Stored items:
## START

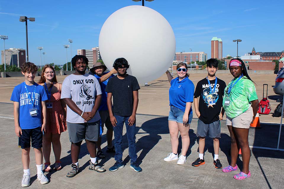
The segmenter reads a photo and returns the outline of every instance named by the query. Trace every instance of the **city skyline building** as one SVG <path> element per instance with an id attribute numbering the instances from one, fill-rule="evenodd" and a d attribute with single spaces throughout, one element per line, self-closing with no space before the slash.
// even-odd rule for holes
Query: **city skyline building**
<path id="1" fill-rule="evenodd" d="M 1 51 L 1 63 L 4 63 L 4 51 Z M 26 61 L 26 50 L 20 48 L 10 48 L 5 50 L 6 65 L 20 67 Z"/>
<path id="2" fill-rule="evenodd" d="M 222 59 L 223 55 L 223 42 L 221 38 L 214 37 L 211 40 L 211 58 Z"/>
<path id="3" fill-rule="evenodd" d="M 77 54 L 84 55 L 87 57 L 89 60 L 88 66 L 90 69 L 93 67 L 94 63 L 101 59 L 99 48 L 98 47 L 92 48 L 91 49 L 78 49 Z"/>
<path id="4" fill-rule="evenodd" d="M 207 53 L 201 52 L 178 52 L 175 53 L 174 62 L 205 62 L 207 60 Z"/>

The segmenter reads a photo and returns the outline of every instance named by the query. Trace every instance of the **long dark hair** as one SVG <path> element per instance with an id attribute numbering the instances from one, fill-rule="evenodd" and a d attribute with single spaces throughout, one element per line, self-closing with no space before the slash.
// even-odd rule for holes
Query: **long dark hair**
<path id="1" fill-rule="evenodd" d="M 52 82 L 57 82 L 57 80 L 56 79 L 56 74 L 55 74 L 55 71 L 53 67 L 50 66 L 49 64 L 46 64 L 43 66 L 41 71 L 41 78 L 38 83 L 44 83 L 45 82 L 45 77 L 44 77 L 43 72 L 45 71 L 45 70 L 46 68 L 50 68 L 53 71 L 53 72 L 54 73 L 54 77 L 53 77 L 53 79 L 52 79 Z"/>
<path id="2" fill-rule="evenodd" d="M 244 63 L 243 61 L 238 58 L 232 58 L 230 61 L 230 63 L 231 63 L 231 62 L 234 60 L 238 60 L 240 61 L 241 63 L 241 68 L 242 69 L 242 77 L 244 78 L 244 79 L 246 79 L 243 78 L 243 76 L 246 76 L 248 79 L 249 79 L 254 83 L 254 84 L 256 84 L 251 79 L 251 78 L 249 77 L 249 76 L 248 76 L 248 72 L 246 70 L 246 65 L 245 65 L 245 63 Z M 230 66 L 230 64 L 229 64 L 229 66 Z"/>

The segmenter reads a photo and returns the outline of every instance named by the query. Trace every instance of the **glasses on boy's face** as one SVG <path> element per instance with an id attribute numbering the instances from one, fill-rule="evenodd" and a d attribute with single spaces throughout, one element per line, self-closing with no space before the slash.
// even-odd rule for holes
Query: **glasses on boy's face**
<path id="1" fill-rule="evenodd" d="M 177 70 L 178 71 L 181 71 L 182 70 L 183 71 L 186 71 L 186 69 L 185 68 L 178 68 Z"/>
<path id="2" fill-rule="evenodd" d="M 127 68 L 126 67 L 118 67 L 117 68 L 117 69 L 119 70 L 121 70 L 123 69 L 124 70 L 125 70 Z"/>
<path id="3" fill-rule="evenodd" d="M 54 72 L 52 71 L 45 71 L 43 73 L 46 74 L 53 74 L 54 73 Z"/>

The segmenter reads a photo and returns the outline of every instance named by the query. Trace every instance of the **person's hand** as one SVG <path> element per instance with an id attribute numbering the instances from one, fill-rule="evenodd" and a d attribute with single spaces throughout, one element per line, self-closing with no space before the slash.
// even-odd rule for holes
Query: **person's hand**
<path id="1" fill-rule="evenodd" d="M 15 128 L 15 132 L 18 137 L 20 137 L 22 135 L 22 129 L 20 127 L 16 127 Z"/>
<path id="2" fill-rule="evenodd" d="M 188 126 L 188 114 L 185 113 L 183 114 L 183 125 L 185 127 L 187 127 Z"/>
<path id="3" fill-rule="evenodd" d="M 82 115 L 82 118 L 84 119 L 87 121 L 89 121 L 91 118 L 89 117 L 89 112 L 84 112 Z"/>
<path id="4" fill-rule="evenodd" d="M 195 114 L 197 116 L 197 117 L 199 118 L 199 117 L 200 116 L 200 113 L 199 112 L 199 111 L 196 112 L 195 113 Z"/>
<path id="5" fill-rule="evenodd" d="M 117 74 L 117 71 L 114 68 L 111 71 L 110 71 L 110 73 L 112 73 L 112 74 Z"/>
<path id="6" fill-rule="evenodd" d="M 116 119 L 115 119 L 115 117 L 113 115 L 112 115 L 111 116 L 110 115 L 109 119 L 110 120 L 110 122 L 112 123 L 112 126 L 115 127 L 116 126 L 116 123 L 117 123 L 117 122 L 116 121 Z"/>
<path id="7" fill-rule="evenodd" d="M 135 123 L 136 121 L 136 118 L 135 115 L 131 115 L 128 119 L 128 125 L 130 127 L 133 125 Z"/>

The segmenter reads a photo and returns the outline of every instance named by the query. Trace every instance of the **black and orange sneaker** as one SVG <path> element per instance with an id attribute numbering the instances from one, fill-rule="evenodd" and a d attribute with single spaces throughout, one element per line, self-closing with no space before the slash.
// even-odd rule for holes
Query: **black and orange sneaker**
<path id="1" fill-rule="evenodd" d="M 195 161 L 191 164 L 191 165 L 194 167 L 198 167 L 200 165 L 203 165 L 205 164 L 205 161 L 204 159 L 200 159 L 200 158 L 199 157 L 196 159 Z"/>
<path id="2" fill-rule="evenodd" d="M 220 162 L 220 160 L 219 159 L 217 159 L 216 160 L 214 160 L 213 162 L 213 163 L 215 165 L 215 168 L 216 169 L 222 169 L 222 164 Z"/>

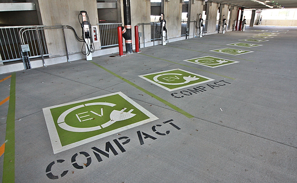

## END

What the exercise asks: Reproduce all of the material above word for word, leaving out the pictures.

Full solution:
The segmenter reads a photo and returns the outline of every instance named by the query. Trace every instance of the **city skyline building** as one SVG <path> element per instance with an id attribute numbering the instances from one, fill-rule="evenodd" and a d attribute with single spaces throughout, one element per line, self-closing with no space before the slash.
// even-odd rule for holes
Query: **city skyline building**
<path id="1" fill-rule="evenodd" d="M 1 51 L 1 63 L 4 63 L 4 51 Z M 26 61 L 26 50 L 20 48 L 10 48 L 5 50 L 6 65 L 20 67 Z"/>
<path id="2" fill-rule="evenodd" d="M 222 59 L 223 55 L 223 42 L 221 38 L 214 37 L 211 40 L 211 58 Z"/>
<path id="3" fill-rule="evenodd" d="M 77 54 L 84 55 L 87 57 L 89 60 L 88 66 L 90 69 L 93 67 L 94 63 L 101 59 L 99 48 L 98 47 L 92 48 L 91 49 L 78 49 Z"/>
<path id="4" fill-rule="evenodd" d="M 207 53 L 201 52 L 178 52 L 175 53 L 174 62 L 205 62 L 207 60 Z"/>

The segmenter reads a photo and returns the outline of every instance named by the query. Trace every instance of the **long dark hair** as one SVG <path> element per instance with an id attribute numbering the instances from one, fill-rule="evenodd" and a d attribute with single spaces throughout, one element per line, self-closing with no space before the slash.
// even-odd rule for holes
Query: **long dark hair**
<path id="1" fill-rule="evenodd" d="M 52 82 L 57 82 L 57 80 L 56 79 L 56 74 L 55 74 L 55 71 L 53 67 L 50 66 L 49 64 L 46 64 L 43 66 L 41 71 L 41 78 L 38 83 L 44 83 L 45 82 L 45 77 L 44 77 L 43 72 L 45 71 L 45 70 L 46 68 L 50 68 L 53 71 L 53 72 L 54 73 L 54 77 L 53 77 L 53 79 L 52 79 Z"/>
<path id="2" fill-rule="evenodd" d="M 244 63 L 243 61 L 238 58 L 232 58 L 230 61 L 230 63 L 231 63 L 231 62 L 234 60 L 238 60 L 240 61 L 241 63 L 241 68 L 242 69 L 242 77 L 244 78 L 244 79 L 246 79 L 243 78 L 243 76 L 246 76 L 248 79 L 249 79 L 254 83 L 254 84 L 256 84 L 251 79 L 251 78 L 249 77 L 249 76 L 248 76 L 248 72 L 246 70 L 246 65 L 245 65 L 245 63 Z M 230 66 L 230 64 L 229 64 L 229 66 Z"/>

The segmenter reads a photo and returns the outline of every instance named by the query. Trace every instance of the **glasses on boy's face** as one SVG <path> element per instance with an id attribute numbering the instances from one, fill-rule="evenodd" and a d attribute with single spaces throughout, one element per line, self-closing with no space before the slash.
// even-odd rule for holes
Query: **glasses on boy's face**
<path id="1" fill-rule="evenodd" d="M 177 70 L 178 71 L 181 71 L 182 70 L 183 71 L 186 71 L 186 69 L 185 68 L 178 68 Z"/>
<path id="2" fill-rule="evenodd" d="M 127 68 L 126 67 L 118 67 L 117 68 L 117 69 L 119 70 L 121 70 L 123 69 L 124 70 L 125 70 Z"/>
<path id="3" fill-rule="evenodd" d="M 54 72 L 52 71 L 45 71 L 43 73 L 46 74 L 53 74 L 54 73 Z"/>

The segmenter reads a photo and returns the outline of every instance named by the query. Trace every instance of the **person's hand** as one SVG <path> element per instance with an id attribute numbering the instances from one, fill-rule="evenodd" and a d attribute with single spaces throughout, one element per line, self-closing with no space before the slash.
// even-odd rule for holes
Query: **person's hand**
<path id="1" fill-rule="evenodd" d="M 15 128 L 15 132 L 18 137 L 20 137 L 22 135 L 22 129 L 20 127 L 16 127 Z"/>
<path id="2" fill-rule="evenodd" d="M 188 126 L 188 114 L 185 113 L 183 114 L 183 125 L 185 127 L 187 127 Z"/>
<path id="3" fill-rule="evenodd" d="M 82 115 L 82 118 L 84 119 L 87 121 L 89 121 L 91 118 L 89 117 L 89 112 L 84 112 Z"/>
<path id="4" fill-rule="evenodd" d="M 195 114 L 197 116 L 197 117 L 199 118 L 199 117 L 200 116 L 200 113 L 199 112 L 199 111 L 196 112 L 195 113 Z"/>
<path id="5" fill-rule="evenodd" d="M 117 74 L 117 71 L 114 68 L 111 71 L 110 71 L 110 73 L 112 73 L 112 74 Z"/>
<path id="6" fill-rule="evenodd" d="M 116 119 L 115 119 L 115 117 L 113 115 L 112 115 L 111 116 L 110 115 L 109 119 L 110 120 L 110 122 L 112 123 L 112 126 L 115 127 L 116 126 L 116 123 L 117 123 L 117 122 L 116 121 Z"/>
<path id="7" fill-rule="evenodd" d="M 135 123 L 136 121 L 136 118 L 135 115 L 131 115 L 128 119 L 128 125 L 130 127 L 133 125 Z"/>

The segmenter reads a photo and returns the outline of every instance named by the query. Trace every instance of the **black and orange sneaker** as one SVG <path> element per instance with an id attribute numbering the instances from one, fill-rule="evenodd" and a d attribute with single spaces throughout, one element per line, self-closing with no space before the slash.
// even-odd rule for holes
Query: **black and orange sneaker**
<path id="1" fill-rule="evenodd" d="M 195 161 L 191 164 L 191 165 L 194 167 L 198 167 L 200 165 L 203 165 L 205 164 L 205 161 L 204 159 L 200 159 L 200 158 L 199 157 L 196 159 Z"/>
<path id="2" fill-rule="evenodd" d="M 220 162 L 220 160 L 219 159 L 217 159 L 216 160 L 214 160 L 213 162 L 213 163 L 215 165 L 215 168 L 216 169 L 222 169 L 222 164 Z"/>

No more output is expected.